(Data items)
----------------
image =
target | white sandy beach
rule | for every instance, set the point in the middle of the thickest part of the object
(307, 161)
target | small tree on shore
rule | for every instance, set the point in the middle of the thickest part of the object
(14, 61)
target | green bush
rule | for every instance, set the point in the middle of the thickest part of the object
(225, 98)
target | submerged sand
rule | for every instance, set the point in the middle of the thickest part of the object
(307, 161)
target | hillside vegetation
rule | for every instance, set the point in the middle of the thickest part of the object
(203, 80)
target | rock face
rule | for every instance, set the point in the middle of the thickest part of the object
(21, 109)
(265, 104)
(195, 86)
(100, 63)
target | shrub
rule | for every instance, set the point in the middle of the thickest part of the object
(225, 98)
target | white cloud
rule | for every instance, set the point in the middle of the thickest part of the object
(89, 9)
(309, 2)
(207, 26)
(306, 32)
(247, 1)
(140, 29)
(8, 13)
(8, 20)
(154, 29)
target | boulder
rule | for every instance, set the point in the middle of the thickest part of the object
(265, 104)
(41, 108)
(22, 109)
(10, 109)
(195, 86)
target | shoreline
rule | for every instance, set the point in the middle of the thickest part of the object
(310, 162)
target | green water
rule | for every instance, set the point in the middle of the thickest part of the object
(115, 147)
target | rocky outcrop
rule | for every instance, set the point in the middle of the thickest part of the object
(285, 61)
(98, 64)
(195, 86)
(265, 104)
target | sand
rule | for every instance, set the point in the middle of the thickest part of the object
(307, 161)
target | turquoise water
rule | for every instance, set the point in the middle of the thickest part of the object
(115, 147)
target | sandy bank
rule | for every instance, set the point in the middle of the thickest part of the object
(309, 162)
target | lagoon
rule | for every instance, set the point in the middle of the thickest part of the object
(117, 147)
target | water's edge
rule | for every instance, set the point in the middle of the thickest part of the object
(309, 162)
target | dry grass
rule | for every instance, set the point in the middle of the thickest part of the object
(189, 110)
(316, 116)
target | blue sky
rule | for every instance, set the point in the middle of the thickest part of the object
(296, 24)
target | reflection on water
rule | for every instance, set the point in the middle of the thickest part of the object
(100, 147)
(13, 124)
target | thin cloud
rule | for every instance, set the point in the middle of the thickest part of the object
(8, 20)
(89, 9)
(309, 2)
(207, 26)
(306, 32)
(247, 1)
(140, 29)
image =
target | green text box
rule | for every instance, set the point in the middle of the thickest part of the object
----------------
§ What you will do:
From the data above, output exactly the lines between the one containing "target | small tree on shore" and the one containing "target | shrub", counting both of them.

§ Solution:
target | small tree on shore
rule | for every instance, set the point in the middle of the thickest part of the object
(14, 61)
target | green bush
rule | for every instance, set the point in the middle of the thickest part of the object
(225, 98)
target | submerged sand
rule | for every instance, set the point in the middle of the thickest part of the object
(307, 161)
target | hillside vegetation
rule | for every instance, set the point in the middle of the thickest part of the object
(203, 80)
target | rock face
rule | for every instance, set the point in the middle of the thickest part of the object
(21, 109)
(265, 104)
(195, 86)
(100, 63)
target | shrub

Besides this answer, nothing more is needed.